Named-object pointing records:
..............................
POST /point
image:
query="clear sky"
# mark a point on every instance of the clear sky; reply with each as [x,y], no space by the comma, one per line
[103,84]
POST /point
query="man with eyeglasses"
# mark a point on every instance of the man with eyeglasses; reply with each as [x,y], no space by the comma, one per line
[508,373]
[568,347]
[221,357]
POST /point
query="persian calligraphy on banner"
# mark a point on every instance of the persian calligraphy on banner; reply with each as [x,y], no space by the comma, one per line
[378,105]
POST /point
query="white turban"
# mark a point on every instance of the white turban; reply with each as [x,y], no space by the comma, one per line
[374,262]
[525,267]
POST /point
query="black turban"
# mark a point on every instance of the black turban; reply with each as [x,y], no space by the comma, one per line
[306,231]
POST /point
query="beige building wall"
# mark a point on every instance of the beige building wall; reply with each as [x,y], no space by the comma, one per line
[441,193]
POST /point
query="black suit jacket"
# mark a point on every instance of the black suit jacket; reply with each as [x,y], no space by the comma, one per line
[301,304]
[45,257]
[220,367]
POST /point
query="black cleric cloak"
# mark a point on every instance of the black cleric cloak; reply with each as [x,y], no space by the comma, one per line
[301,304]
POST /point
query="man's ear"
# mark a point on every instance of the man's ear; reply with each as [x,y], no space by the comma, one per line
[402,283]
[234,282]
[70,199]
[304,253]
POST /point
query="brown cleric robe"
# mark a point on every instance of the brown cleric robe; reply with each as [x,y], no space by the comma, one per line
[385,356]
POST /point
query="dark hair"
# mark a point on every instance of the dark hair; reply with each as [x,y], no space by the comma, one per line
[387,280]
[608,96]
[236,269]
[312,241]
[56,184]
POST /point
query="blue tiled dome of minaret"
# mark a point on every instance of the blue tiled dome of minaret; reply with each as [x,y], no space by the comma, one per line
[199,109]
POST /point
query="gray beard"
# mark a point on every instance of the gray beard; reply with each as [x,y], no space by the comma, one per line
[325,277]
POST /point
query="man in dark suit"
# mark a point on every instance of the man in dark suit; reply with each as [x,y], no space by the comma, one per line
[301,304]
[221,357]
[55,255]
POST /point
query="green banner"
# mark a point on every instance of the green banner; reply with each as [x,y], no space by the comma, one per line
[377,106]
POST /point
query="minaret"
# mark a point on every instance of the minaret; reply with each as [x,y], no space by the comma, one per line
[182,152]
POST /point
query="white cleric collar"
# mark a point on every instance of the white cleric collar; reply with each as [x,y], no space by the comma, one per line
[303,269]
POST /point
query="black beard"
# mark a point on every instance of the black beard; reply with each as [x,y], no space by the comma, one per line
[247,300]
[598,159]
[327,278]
..............................
Repeat every record, keeping each word and mark exactly as it is.

> **Reply to the task**
POST /point
image:
query="clear sky"
# mark a point on every instance of the clear sky; reply with each as [x,y], no space by the comma, one per line
[103,84]
POST /point
query="man with eyeglasses"
# mark a point on every instance of the man with eyeglasses; reply with each as [x,y], no space by the comma, one per line
[508,373]
[568,347]
[221,357]
POST /point
query="persian calligraphy on banner"
# mark a point on every instance of the persian calligraphy on banner; reply with each as [x,y], no space by the comma, one per line
[378,105]
POST /point
query="white turban"
# mark a point on every instance of the white turban; reply with each as [x,y], no space by the comma, one per line
[374,262]
[525,267]
POST /point
query="black turban"
# mark a point on every instance of the black turban; reply with each as [x,y], no space by the comma, one per line
[306,231]
POST /point
query="beige building wall"
# mark a point on every instance of the beige building wall; reply with each as [x,y], no space by the comma, one per line
[441,193]
POST /point
query="black suit jacket"
# mark a point on every instance of the black suit jacket; reply with each as [x,y], no space by the comma, one per line
[301,304]
[45,257]
[220,367]
POST /point
query="black cleric cloak"
# mark a point on every instance of the black cleric cloak; reply with each as [x,y], no space by the comma, one per line
[301,304]
POST /point
query="man's ear"
# mark a point on every instance of the man's ear; reply with each as [x,y], no space by the comma, one per line
[402,283]
[234,282]
[70,199]
[304,253]
POST /point
query="brown cleric robe"
# mark a point on every instance of the brown cleric robe; reply with each as [x,y], no space by the comma, one per line
[385,356]
POST /point
query="dark hair"
# mark a point on every instance of the dark hair; reply with each as [x,y], no space by the comma, one per line
[387,280]
[608,96]
[236,269]
[312,241]
[56,184]
POST /point
query="blue tiled dome of minaret"
# mark a point on every instance of the blue tiled dome of minaret; reply with each as [x,y], no space by the comma, one per line
[199,109]
POST /point
query="gray beard"
# mark a point on every instance of the gray beard; reply with each as [x,y], no space by the comma, one per line
[325,277]
POST /point
query="man in dark suit"
# mark a point on every instance of the man in dark suit; reply with each as [x,y], no space by the comma, one per line
[301,304]
[221,357]
[55,255]
POST /point
query="green banner"
# mark a point on every instance of the green banner; reply with each as [x,y], no space by the comma, one per line
[377,106]
POST /point
query="minaret"
# mark a point on every instance of the minaret; reply with each as [x,y], no space by the comma, one per line
[182,152]
POST /point
query="white cleric collar"
# mark a point on every instance of the white cleric collar; reply with each as [x,y], no space by the comma, one per line
[303,269]
POST /point
query="black beard"
# mark a point on every instance of the black beard; reply with each as [x,y], no space by the comma, one per line
[247,300]
[598,159]
[327,278]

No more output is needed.